§ GOAL
Copy out the stretch of lines from the one containing "Where can the grassy" through the end of the lines, keeping every character the same and leaving out the pictures.
[START OF DATA IN THIS EXERCISE]
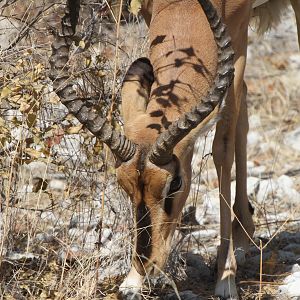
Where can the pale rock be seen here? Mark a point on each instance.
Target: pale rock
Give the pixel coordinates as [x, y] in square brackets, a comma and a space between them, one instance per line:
[84, 220]
[292, 139]
[209, 211]
[252, 186]
[286, 189]
[266, 187]
[51, 217]
[256, 171]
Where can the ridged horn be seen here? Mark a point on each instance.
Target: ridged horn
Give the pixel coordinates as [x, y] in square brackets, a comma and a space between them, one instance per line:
[162, 151]
[82, 108]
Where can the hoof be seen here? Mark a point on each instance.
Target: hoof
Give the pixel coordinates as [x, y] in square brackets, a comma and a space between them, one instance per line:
[226, 289]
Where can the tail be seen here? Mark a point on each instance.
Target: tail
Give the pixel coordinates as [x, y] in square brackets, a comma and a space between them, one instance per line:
[268, 14]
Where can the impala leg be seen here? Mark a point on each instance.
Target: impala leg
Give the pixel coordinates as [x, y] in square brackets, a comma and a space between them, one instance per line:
[296, 7]
[223, 154]
[242, 206]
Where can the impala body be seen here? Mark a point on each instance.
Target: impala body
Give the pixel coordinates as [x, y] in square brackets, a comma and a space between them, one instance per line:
[184, 87]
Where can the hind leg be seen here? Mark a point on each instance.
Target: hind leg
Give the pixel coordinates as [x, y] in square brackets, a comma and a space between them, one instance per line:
[242, 208]
[296, 7]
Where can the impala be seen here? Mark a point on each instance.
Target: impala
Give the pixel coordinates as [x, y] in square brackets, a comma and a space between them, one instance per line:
[168, 100]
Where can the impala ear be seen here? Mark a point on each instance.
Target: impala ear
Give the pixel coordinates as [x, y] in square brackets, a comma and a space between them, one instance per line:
[136, 89]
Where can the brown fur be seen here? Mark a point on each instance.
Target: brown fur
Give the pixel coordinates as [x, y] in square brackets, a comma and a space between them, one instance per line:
[183, 54]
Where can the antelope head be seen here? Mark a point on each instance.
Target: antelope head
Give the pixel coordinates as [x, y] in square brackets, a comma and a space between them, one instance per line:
[153, 167]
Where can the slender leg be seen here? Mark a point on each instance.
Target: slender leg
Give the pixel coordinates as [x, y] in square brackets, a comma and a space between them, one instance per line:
[296, 7]
[242, 206]
[223, 154]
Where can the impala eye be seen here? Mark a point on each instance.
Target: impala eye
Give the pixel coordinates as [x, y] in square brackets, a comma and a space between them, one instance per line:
[175, 185]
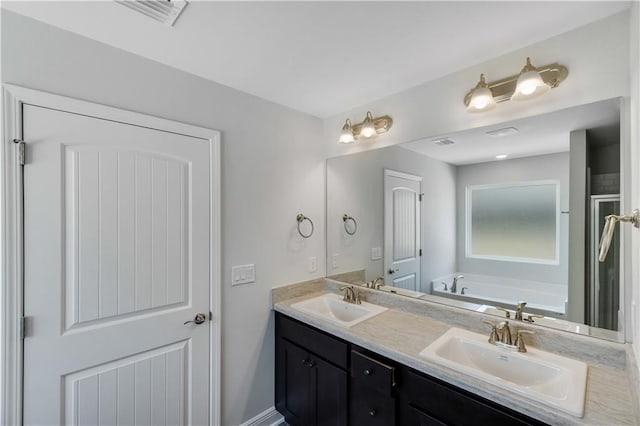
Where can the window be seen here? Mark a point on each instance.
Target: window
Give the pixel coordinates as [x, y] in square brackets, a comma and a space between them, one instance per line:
[516, 221]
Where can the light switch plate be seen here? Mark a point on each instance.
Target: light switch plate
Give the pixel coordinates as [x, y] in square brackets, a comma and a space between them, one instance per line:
[243, 274]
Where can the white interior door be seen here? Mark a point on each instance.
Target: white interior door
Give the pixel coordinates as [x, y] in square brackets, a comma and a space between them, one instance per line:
[402, 243]
[117, 258]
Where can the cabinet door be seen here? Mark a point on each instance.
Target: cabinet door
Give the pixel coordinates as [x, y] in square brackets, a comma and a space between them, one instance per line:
[369, 407]
[329, 392]
[294, 399]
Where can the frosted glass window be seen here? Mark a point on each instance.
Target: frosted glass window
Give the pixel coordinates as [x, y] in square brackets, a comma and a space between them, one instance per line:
[514, 221]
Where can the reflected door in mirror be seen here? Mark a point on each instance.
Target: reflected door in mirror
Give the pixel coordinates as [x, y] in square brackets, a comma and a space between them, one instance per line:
[402, 229]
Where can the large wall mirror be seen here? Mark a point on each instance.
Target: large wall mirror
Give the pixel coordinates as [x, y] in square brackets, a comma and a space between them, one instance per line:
[488, 218]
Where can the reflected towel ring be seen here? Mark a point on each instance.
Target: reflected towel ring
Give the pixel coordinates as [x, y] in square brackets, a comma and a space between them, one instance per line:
[301, 218]
[345, 219]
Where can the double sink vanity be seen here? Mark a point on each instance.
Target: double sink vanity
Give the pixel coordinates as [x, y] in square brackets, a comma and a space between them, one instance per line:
[360, 356]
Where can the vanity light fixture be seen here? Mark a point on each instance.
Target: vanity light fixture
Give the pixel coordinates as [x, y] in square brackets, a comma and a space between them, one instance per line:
[531, 82]
[481, 97]
[346, 136]
[369, 128]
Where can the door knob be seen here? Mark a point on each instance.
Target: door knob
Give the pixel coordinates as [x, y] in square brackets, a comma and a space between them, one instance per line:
[199, 319]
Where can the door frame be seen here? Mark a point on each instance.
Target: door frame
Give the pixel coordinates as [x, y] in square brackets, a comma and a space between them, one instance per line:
[11, 235]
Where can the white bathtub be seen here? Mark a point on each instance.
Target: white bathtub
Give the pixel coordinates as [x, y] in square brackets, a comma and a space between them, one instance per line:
[541, 297]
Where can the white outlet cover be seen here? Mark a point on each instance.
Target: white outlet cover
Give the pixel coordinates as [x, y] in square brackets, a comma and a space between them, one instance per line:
[376, 253]
[243, 274]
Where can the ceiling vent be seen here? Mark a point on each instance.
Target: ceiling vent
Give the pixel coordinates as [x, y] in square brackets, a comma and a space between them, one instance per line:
[444, 141]
[165, 11]
[507, 131]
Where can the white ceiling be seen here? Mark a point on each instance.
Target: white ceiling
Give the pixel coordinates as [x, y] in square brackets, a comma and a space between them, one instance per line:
[323, 58]
[538, 135]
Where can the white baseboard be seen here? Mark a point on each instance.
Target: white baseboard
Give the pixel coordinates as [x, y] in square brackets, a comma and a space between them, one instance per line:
[269, 417]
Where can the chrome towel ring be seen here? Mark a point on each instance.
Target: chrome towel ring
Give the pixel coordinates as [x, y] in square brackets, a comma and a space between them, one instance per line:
[345, 219]
[301, 218]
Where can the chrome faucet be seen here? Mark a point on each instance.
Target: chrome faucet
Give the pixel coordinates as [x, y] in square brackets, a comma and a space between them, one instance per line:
[501, 336]
[350, 295]
[454, 285]
[375, 283]
[519, 308]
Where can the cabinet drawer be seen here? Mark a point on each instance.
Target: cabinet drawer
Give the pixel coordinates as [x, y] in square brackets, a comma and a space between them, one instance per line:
[370, 408]
[328, 347]
[449, 405]
[372, 373]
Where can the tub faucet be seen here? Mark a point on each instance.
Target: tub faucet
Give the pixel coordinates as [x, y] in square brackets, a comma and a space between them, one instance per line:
[454, 285]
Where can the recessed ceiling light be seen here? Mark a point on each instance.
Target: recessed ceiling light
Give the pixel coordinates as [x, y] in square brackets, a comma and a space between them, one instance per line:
[507, 131]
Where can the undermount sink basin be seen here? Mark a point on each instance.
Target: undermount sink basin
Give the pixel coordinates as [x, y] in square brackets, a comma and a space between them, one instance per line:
[332, 308]
[542, 376]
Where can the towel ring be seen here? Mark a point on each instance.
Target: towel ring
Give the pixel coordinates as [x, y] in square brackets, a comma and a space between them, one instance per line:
[345, 219]
[301, 218]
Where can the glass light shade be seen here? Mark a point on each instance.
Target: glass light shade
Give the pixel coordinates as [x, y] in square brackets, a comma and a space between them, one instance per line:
[346, 136]
[368, 129]
[481, 100]
[530, 85]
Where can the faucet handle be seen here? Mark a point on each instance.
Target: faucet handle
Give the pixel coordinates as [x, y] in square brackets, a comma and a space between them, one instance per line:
[520, 341]
[507, 313]
[531, 317]
[493, 337]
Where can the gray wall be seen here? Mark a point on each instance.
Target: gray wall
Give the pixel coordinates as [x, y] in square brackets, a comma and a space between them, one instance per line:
[272, 168]
[544, 167]
[355, 186]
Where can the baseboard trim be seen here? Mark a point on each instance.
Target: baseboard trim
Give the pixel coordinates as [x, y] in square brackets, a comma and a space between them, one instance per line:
[269, 417]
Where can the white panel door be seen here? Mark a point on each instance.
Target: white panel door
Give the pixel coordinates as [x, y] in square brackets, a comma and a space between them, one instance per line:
[402, 241]
[117, 258]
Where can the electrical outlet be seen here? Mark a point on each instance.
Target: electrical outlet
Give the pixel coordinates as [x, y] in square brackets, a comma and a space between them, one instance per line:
[376, 253]
[243, 274]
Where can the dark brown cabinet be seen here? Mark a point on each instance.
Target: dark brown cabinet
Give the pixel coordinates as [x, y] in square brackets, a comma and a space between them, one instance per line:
[323, 380]
[310, 388]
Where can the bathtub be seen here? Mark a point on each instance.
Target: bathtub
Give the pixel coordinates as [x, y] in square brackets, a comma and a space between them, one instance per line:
[542, 298]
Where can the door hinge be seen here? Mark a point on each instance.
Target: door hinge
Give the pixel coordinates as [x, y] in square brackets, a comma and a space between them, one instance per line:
[22, 327]
[21, 147]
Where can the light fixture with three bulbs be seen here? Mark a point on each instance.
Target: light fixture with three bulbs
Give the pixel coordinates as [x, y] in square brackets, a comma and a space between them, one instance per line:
[369, 128]
[530, 83]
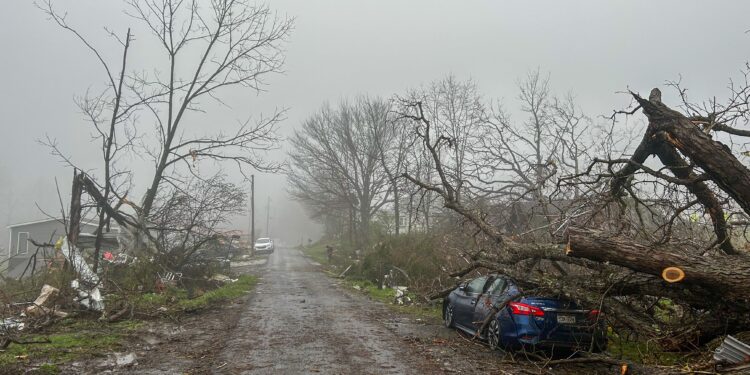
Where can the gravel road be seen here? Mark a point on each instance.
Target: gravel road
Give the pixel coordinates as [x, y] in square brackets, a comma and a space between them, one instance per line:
[300, 322]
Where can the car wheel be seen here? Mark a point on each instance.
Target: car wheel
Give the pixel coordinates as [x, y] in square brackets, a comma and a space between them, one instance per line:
[448, 315]
[600, 343]
[493, 335]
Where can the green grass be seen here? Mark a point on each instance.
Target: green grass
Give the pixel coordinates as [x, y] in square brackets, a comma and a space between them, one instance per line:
[177, 299]
[227, 292]
[318, 251]
[640, 351]
[72, 339]
[387, 296]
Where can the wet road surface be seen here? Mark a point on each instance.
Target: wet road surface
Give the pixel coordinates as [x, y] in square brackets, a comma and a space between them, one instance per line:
[299, 321]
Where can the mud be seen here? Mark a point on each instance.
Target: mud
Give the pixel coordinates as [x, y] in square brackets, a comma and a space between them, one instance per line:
[300, 321]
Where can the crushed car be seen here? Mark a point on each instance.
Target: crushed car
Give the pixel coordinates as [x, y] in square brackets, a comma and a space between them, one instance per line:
[514, 320]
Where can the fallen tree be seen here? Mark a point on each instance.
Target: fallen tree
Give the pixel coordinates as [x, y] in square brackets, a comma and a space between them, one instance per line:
[638, 249]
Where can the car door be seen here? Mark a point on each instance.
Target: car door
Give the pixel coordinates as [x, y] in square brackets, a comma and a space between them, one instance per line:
[494, 289]
[466, 300]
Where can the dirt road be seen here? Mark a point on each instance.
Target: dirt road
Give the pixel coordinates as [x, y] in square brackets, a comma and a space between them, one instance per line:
[300, 322]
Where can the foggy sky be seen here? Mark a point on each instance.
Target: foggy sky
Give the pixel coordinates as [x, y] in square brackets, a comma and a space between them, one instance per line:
[346, 47]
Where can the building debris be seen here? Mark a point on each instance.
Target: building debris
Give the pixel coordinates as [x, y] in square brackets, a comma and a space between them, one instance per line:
[89, 295]
[12, 324]
[38, 308]
[732, 351]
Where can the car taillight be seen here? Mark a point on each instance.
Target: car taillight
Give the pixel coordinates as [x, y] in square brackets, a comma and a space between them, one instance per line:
[518, 308]
[594, 314]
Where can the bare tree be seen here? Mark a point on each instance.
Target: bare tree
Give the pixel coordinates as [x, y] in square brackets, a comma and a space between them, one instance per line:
[186, 220]
[209, 48]
[336, 162]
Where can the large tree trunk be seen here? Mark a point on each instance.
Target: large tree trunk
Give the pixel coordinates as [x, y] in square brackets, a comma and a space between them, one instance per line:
[725, 275]
[714, 157]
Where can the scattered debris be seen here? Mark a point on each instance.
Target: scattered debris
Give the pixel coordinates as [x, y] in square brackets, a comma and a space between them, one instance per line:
[88, 291]
[12, 324]
[124, 360]
[38, 309]
[400, 295]
[345, 271]
[732, 351]
[222, 278]
[89, 298]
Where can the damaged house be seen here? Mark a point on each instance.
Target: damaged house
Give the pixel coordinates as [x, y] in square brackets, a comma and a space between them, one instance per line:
[23, 256]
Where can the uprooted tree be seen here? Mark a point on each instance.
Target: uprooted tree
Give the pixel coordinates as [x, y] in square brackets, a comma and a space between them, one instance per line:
[147, 107]
[627, 233]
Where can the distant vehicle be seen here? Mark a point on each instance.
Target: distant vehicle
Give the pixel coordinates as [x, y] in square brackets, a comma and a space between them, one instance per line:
[526, 321]
[263, 245]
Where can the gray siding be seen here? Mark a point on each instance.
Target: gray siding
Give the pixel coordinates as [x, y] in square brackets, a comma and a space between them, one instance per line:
[21, 251]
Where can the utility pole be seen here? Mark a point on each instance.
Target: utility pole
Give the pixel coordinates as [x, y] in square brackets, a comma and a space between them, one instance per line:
[252, 211]
[268, 217]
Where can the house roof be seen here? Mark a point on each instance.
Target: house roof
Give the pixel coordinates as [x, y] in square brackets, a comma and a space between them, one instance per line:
[45, 221]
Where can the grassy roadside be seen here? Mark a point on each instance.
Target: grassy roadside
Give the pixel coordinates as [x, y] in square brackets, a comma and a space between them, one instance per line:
[175, 299]
[317, 252]
[67, 341]
[76, 338]
[387, 296]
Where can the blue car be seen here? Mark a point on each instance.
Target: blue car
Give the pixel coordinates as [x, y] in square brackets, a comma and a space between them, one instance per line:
[525, 321]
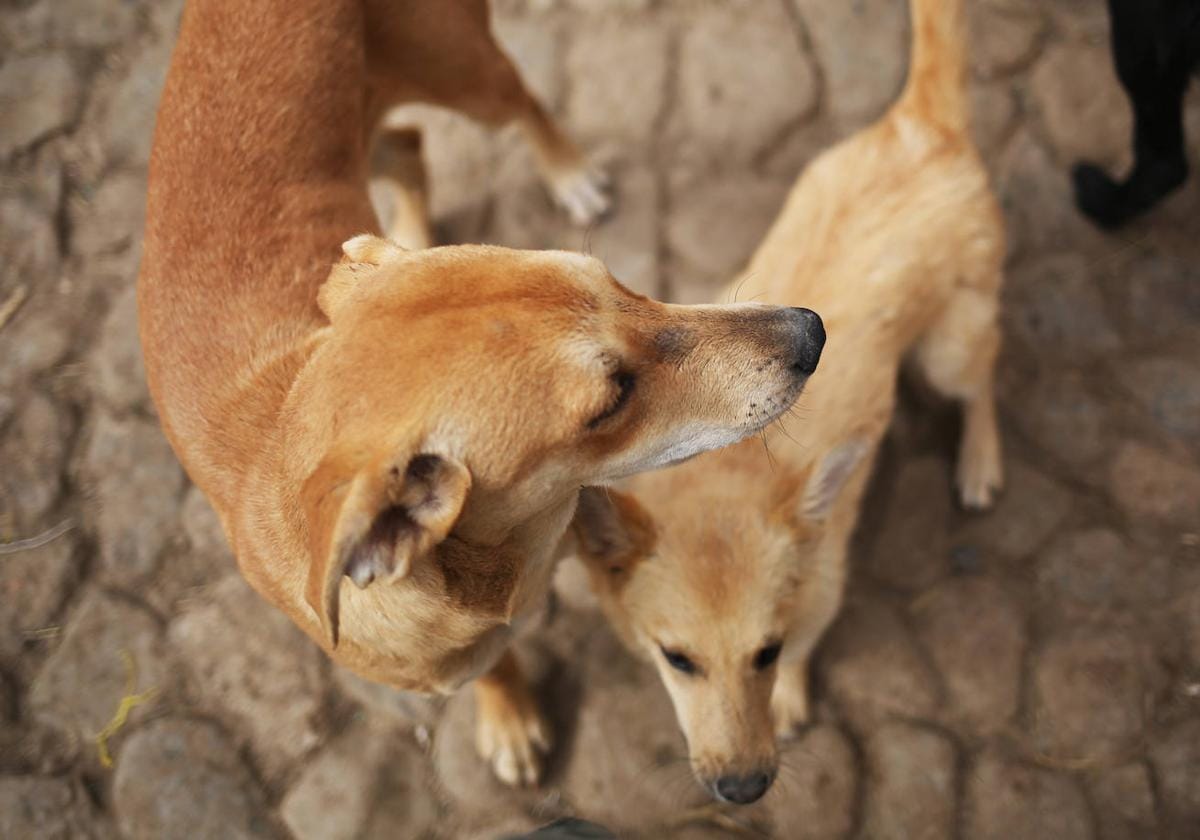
[END OF DATA IN THIS EXERCISE]
§ THE SOLUTION
Where can the grassy roadside be seen here? Mark a point on each instance.
Target: grassy roadside
Give the pixel coordinates as [x, y] in square brackets, a comma and a space between them, one instance per line:
[175, 299]
[317, 252]
[67, 341]
[76, 338]
[387, 296]
Where can the blue car be seen here? Mark a point on each instance.
Target: blue car
Give the pixel coordinates as [x, y] in square brackets, a comma and a space between them, one instance per line:
[525, 321]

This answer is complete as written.